Exercise
Quote every entry word for word.

Records supplied
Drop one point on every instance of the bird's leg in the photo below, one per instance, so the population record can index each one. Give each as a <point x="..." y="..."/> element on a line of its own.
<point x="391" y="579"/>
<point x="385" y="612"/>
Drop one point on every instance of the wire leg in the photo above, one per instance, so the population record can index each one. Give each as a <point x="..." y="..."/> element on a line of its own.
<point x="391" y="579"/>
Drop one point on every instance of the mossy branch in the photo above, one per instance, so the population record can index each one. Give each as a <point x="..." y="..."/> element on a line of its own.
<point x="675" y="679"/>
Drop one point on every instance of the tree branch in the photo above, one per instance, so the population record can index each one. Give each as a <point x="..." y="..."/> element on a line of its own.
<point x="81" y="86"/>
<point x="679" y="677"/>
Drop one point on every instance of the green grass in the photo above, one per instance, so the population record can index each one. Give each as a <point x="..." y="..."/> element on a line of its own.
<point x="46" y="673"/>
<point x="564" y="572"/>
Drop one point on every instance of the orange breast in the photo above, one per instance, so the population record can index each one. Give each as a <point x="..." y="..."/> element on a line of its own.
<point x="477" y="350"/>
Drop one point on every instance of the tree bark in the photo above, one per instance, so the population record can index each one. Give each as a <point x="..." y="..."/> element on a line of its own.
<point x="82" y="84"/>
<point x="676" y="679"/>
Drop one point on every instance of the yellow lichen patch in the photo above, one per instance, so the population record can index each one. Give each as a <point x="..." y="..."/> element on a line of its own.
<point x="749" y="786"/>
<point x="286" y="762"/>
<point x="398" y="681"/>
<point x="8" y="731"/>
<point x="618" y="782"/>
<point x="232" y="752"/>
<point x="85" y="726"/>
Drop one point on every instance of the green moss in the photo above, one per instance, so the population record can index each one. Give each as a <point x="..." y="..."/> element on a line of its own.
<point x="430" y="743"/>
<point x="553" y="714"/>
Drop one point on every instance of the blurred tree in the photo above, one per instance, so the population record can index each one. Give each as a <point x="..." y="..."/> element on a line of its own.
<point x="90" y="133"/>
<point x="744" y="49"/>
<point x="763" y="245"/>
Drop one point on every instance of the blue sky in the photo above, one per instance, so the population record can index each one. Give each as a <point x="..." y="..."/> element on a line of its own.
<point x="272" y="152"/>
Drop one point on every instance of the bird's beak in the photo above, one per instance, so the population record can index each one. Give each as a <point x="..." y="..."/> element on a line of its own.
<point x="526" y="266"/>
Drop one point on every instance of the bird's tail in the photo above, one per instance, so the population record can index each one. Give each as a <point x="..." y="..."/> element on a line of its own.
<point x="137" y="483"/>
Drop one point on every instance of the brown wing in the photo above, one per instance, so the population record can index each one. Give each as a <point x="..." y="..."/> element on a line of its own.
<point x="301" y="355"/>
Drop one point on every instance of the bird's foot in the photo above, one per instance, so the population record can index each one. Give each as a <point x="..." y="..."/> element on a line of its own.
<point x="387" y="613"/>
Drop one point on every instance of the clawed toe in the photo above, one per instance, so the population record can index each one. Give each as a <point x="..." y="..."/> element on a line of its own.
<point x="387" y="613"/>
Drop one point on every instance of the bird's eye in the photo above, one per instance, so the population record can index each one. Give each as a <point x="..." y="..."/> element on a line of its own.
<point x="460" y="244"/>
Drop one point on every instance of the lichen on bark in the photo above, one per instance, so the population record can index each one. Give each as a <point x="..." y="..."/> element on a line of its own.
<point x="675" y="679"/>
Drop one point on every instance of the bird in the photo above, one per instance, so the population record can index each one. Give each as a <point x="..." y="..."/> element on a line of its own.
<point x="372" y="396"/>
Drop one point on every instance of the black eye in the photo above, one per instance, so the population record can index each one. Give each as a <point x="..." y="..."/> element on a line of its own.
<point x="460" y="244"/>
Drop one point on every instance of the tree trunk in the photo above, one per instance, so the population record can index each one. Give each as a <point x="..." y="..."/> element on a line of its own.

Solution to the exercise
Drop one point on every instance of the bird's leg in the photo below, one per instance, so the population record can index each one. Give each as a <point x="..." y="..."/> element on a line of its own.
<point x="391" y="579"/>
<point x="385" y="612"/>
Drop one point on every instance of the wire leg in the photo above, one per instance, so the population record can index each one. Give each as a <point x="..." y="..."/> element on a line of its own.
<point x="391" y="579"/>
Drop one point on every instance of the mossy branch in the photo above, one per instance, so the population record can index each one. Give each as a <point x="..." y="..."/> element on a line of its own.
<point x="675" y="679"/>
Drop one point on every instance of the tree branch in the photo above, one per instance, so the population record can index each one. Give each as a <point x="..." y="..."/> element on a line of its own.
<point x="81" y="86"/>
<point x="679" y="677"/>
Drop one point on every instance of the green grass in the photo above, one per instance, so the population record can index each one. Give each as a <point x="..." y="..."/> element on a line of its own.
<point x="46" y="673"/>
<point x="564" y="572"/>
Drop one point on every instance of the orange breast in the photo above, one per instance, so the population record can index each one. Give each as a <point x="..." y="..."/> element on a line of its own.
<point x="477" y="350"/>
Drop one point on every instance of the tree bark in the photo above, one per instance, so the population record can index each one. Give each as a <point x="..." y="..."/> element on a line of its own.
<point x="82" y="84"/>
<point x="676" y="679"/>
Drop one point on every instance of the yellow lichen patch in the photo above, one per instance, so the population record can index each one. Give each as a <point x="..." y="..."/> element on a line of its own.
<point x="749" y="786"/>
<point x="286" y="762"/>
<point x="398" y="681"/>
<point x="8" y="731"/>
<point x="618" y="782"/>
<point x="232" y="752"/>
<point x="85" y="726"/>
Drop one point on every instance of the green moss in the photo above, one per instance, so the population record can index each one. Give each as a <point x="..." y="..."/> element on a line of its own.
<point x="430" y="743"/>
<point x="553" y="714"/>
Drop one point on every instance of the blurred tree in the photo above, one per instance, so the population record can index each one. Give each as a <point x="..." y="..."/> element on a line of its own.
<point x="90" y="133"/>
<point x="744" y="49"/>
<point x="763" y="245"/>
Drop one point on every instance of the blue sky in the photo above, one per instance, so the population record can index each one. Give each as a <point x="..." y="..."/> element on a line of its own.
<point x="272" y="152"/>
Drop one point on every instance of the bird's beak in the photo above, one per instance, so the population record can index each one. Give each as a <point x="..." y="..."/> element on a line of its own.
<point x="526" y="266"/>
Drop one point on every instance of the bird's tail in the photo above, one per instance, so the population record can index each one. Give each as a <point x="..." y="..."/> element on a line of its own.
<point x="137" y="483"/>
Drop one point on every instance of the brown wing in the photo above, one per instance, so the population record can index each one. Give each as a <point x="..." y="..."/> element on a line of its own.
<point x="301" y="355"/>
Drop one point on every instance of the bird's foot in the photo above, one per instance, so the population record can index each one. Give each as a <point x="..." y="..."/> element on a line of its own.
<point x="387" y="613"/>
Drop one point on every instance of the clawed toe in the photo above, one per instance, so the population record can index each one. Give each as a <point x="..." y="..."/> element on a line of its own.
<point x="387" y="613"/>
Drop one point on every instance of the bird's eye in the photo above, one per instance, so the population record can index each one. Give each as a <point x="..." y="..."/> element on a line of its own.
<point x="460" y="244"/>
Drop one point on every instance of the lichen on bark in the photo above, one per instance, so the population record can index each one. Give each as a <point x="..." y="..."/> element on a line of its own.
<point x="675" y="679"/>
Drop one point on every instance of the bird in the photo above, one per instance, so the population record can index each one. Give each as a <point x="..." y="..."/> element on a line of its own.
<point x="372" y="396"/>
Drop one point on every instance of the black eye in the photo above, one per instance, so the population record can index each one. Give each as a <point x="..." y="..."/> element on a line of its own.
<point x="460" y="244"/>
Drop one point on every instance of the tree trunk in the photo above, one per instance, so the population record can index each one. Give each as a <point x="..." y="..."/> element on a line of its own.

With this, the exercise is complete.